RECORDS PROVIDED —
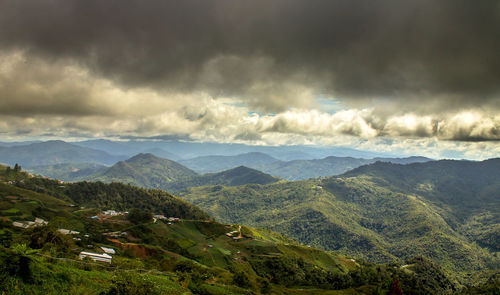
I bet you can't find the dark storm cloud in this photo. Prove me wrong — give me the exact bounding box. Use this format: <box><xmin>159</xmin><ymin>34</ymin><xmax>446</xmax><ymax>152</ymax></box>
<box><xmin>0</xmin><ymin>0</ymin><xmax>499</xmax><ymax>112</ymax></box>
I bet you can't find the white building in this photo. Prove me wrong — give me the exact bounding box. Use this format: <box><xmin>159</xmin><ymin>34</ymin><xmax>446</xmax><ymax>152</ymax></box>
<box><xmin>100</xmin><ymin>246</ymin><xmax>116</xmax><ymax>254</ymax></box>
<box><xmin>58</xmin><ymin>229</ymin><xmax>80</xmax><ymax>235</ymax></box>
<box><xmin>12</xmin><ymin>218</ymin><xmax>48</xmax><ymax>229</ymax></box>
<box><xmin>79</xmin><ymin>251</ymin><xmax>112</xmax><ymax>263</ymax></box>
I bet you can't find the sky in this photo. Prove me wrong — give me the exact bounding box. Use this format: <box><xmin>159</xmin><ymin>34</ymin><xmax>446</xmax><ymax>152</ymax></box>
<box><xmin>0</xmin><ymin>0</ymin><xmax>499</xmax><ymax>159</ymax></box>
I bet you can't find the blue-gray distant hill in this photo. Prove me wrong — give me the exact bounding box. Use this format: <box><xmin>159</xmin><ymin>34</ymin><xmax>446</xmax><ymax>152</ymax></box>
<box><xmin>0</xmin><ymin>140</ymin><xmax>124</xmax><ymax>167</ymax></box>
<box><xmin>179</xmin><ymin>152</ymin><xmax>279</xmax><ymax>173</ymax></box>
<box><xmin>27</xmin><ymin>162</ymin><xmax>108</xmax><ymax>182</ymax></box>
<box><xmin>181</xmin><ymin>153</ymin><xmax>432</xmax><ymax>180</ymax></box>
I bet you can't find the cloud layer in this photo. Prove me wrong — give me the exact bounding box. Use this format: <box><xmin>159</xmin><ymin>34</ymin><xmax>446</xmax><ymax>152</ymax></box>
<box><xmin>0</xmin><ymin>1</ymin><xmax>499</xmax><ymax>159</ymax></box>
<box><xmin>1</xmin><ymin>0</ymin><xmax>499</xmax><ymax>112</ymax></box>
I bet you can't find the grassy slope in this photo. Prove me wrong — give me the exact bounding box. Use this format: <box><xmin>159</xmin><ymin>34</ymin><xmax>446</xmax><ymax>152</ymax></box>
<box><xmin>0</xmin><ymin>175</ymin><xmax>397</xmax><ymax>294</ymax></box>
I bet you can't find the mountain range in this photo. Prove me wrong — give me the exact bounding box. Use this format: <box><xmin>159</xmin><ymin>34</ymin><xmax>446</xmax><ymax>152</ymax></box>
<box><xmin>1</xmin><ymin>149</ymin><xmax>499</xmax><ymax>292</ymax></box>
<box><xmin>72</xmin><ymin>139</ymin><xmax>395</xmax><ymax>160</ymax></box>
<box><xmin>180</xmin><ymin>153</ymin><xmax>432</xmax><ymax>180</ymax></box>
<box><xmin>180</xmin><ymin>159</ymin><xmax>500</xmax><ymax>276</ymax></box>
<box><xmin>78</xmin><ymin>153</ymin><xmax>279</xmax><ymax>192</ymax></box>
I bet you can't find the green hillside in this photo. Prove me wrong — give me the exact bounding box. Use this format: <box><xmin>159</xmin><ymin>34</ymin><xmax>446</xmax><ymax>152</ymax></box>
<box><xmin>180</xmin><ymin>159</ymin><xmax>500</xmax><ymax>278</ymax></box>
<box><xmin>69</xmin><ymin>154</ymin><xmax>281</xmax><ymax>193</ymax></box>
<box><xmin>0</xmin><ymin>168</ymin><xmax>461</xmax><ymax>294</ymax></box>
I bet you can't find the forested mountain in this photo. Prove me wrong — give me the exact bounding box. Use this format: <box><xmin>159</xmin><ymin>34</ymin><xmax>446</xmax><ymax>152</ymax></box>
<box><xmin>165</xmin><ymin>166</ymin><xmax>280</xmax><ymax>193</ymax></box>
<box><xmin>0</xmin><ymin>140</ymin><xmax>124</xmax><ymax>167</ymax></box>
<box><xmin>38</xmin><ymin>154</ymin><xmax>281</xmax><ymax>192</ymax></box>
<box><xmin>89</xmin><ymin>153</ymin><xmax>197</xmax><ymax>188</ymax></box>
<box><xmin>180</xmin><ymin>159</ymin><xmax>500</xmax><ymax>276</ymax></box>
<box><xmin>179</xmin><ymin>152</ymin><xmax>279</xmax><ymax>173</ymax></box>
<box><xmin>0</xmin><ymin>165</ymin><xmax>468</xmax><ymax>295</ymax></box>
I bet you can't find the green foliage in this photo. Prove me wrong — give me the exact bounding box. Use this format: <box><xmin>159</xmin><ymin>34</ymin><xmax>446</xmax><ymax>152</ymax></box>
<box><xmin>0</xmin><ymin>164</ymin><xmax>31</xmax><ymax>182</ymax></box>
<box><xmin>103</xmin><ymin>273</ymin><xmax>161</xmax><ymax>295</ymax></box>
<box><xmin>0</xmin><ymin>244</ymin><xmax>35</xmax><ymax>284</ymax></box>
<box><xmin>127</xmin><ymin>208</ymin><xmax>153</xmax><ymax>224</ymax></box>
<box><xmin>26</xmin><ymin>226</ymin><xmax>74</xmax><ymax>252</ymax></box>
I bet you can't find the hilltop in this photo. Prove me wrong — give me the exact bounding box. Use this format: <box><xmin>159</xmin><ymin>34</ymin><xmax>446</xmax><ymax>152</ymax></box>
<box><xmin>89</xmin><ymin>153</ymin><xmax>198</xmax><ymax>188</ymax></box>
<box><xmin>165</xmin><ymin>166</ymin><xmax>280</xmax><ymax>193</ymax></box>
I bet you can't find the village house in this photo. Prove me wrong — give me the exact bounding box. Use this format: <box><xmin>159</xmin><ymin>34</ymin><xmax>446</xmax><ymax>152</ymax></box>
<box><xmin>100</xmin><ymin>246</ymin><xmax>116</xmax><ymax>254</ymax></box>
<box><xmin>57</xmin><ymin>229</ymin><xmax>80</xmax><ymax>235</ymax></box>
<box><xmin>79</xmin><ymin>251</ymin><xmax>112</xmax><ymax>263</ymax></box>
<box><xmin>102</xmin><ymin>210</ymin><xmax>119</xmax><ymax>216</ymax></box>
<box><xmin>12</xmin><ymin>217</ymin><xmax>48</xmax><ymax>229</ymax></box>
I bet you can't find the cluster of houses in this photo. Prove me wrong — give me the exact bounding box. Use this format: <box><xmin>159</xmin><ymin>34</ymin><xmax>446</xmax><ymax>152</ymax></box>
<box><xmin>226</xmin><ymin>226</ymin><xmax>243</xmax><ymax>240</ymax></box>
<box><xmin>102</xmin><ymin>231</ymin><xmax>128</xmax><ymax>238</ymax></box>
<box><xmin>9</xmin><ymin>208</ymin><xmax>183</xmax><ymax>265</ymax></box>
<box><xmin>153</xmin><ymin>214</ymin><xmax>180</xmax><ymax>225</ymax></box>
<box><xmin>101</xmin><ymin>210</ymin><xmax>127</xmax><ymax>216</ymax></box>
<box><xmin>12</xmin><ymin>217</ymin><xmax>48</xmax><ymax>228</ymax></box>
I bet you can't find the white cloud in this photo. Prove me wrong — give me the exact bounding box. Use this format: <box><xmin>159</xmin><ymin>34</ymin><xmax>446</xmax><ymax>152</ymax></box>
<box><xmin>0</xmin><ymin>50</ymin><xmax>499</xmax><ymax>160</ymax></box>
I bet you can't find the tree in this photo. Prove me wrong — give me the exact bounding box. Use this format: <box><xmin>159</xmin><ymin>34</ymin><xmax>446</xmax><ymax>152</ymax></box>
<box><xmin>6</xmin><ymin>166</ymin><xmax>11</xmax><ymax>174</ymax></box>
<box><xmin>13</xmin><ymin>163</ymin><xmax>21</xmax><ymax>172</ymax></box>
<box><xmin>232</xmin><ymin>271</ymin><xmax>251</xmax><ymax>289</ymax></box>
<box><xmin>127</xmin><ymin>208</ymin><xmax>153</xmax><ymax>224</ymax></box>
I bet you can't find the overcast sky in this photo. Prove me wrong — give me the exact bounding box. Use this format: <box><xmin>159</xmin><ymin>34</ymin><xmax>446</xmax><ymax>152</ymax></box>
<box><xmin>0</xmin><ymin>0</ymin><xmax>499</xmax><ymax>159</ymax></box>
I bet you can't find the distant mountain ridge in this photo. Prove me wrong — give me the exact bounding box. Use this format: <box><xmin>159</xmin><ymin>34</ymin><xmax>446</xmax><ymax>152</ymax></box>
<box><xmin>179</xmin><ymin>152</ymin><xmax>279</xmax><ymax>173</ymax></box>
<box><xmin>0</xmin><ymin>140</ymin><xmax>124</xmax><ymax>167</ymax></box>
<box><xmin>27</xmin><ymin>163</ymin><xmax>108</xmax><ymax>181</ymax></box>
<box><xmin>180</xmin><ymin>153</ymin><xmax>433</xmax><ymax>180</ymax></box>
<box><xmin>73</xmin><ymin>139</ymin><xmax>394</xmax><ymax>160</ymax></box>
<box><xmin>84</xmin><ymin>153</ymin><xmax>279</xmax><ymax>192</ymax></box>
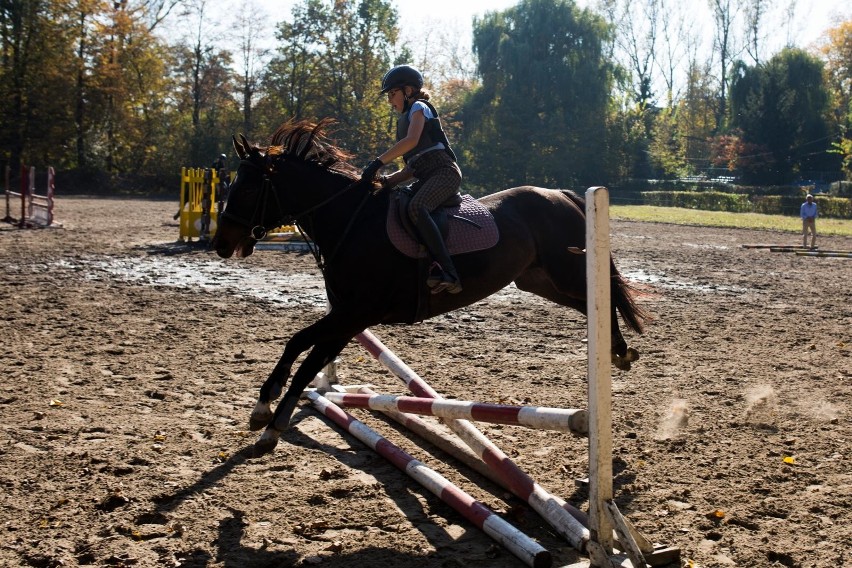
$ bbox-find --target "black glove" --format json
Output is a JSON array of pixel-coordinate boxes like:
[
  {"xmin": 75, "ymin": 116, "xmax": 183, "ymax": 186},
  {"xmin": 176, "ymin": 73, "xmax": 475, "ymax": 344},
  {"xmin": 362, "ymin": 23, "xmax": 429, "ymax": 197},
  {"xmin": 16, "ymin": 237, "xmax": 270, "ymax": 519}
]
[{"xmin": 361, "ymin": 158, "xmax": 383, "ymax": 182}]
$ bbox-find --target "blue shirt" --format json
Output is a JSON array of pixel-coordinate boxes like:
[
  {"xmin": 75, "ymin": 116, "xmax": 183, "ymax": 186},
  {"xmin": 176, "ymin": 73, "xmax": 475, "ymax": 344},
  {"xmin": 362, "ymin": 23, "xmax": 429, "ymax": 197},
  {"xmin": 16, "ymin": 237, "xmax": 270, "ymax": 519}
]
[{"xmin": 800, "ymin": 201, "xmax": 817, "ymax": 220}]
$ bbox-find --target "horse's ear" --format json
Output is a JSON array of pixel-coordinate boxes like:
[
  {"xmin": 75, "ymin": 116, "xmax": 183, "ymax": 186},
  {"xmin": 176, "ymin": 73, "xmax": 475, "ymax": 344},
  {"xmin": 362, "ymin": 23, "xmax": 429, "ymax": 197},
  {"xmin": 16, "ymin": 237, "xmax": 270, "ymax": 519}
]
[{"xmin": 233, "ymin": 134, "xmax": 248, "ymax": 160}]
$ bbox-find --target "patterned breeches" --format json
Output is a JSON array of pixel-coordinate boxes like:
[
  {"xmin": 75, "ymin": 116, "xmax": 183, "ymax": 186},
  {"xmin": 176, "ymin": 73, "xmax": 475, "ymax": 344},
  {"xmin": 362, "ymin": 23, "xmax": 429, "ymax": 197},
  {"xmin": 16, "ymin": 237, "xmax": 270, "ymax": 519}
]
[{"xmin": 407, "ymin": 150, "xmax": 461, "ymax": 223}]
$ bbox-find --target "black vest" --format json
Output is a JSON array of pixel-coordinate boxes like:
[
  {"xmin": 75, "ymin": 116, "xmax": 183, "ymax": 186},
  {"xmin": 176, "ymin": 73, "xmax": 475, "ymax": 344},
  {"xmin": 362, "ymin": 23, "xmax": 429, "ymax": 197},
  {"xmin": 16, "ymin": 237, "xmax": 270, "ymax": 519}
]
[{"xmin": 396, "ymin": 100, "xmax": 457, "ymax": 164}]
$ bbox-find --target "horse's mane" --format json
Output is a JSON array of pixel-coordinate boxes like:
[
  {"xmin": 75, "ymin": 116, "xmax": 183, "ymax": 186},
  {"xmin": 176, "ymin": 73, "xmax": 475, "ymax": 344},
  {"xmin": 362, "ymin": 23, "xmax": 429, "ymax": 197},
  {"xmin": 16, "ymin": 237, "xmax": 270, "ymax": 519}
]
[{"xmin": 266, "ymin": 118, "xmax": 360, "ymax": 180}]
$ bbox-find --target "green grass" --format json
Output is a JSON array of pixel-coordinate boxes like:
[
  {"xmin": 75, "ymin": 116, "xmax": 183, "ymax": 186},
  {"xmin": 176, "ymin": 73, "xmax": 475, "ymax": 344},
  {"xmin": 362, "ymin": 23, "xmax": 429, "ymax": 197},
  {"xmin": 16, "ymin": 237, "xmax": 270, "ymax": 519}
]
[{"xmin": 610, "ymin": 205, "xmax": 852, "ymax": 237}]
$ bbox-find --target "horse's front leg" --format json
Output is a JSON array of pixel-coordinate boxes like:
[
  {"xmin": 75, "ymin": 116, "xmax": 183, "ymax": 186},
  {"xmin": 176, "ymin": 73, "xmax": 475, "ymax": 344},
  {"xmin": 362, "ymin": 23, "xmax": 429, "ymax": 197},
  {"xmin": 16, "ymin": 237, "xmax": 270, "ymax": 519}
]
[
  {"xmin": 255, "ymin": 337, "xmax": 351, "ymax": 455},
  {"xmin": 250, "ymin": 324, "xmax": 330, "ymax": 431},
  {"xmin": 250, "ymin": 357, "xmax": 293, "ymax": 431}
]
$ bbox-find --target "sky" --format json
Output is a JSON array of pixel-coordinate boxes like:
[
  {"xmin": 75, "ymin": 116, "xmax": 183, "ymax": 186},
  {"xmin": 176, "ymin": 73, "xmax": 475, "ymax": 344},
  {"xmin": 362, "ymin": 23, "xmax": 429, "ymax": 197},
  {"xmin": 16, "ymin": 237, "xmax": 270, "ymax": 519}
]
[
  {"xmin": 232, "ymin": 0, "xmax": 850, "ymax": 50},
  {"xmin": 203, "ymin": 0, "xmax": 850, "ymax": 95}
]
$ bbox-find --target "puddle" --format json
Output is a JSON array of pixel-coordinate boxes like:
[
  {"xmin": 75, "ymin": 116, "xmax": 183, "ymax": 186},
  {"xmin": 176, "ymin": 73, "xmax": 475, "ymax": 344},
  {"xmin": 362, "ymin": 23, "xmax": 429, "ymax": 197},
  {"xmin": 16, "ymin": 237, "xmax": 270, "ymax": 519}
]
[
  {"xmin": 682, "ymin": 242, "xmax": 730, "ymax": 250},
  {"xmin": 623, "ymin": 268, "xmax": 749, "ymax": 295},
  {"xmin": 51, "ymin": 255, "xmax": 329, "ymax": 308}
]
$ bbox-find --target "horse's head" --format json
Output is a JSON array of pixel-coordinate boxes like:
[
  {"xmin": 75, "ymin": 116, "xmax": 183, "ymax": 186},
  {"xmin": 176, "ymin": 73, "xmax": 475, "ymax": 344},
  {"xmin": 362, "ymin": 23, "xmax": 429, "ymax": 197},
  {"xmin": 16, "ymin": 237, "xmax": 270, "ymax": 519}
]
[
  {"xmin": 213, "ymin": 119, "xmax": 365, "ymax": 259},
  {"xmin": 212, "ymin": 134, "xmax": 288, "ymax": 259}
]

REQUIRED ACTION — Within the entries above, find the string "target" and return each line that holds it.

TASK ANSWER —
$ bbox-find --target "black glove" --format json
$ bbox-find --target "blue shirt" --format json
$ bbox-find --target "horse's ear" --format json
$ bbox-find --target "patterned breeches" --format json
$ bbox-find --target "black vest" --format json
$ bbox-find --target "horse's mane" --format json
$ bbox-find --target "green grass" --format json
$ bbox-find --target "horse's front leg" --format json
$ bbox-find --target "sky" --format json
$ bbox-find --target "puddle" --format json
$ bbox-find --target "horse's head" --format json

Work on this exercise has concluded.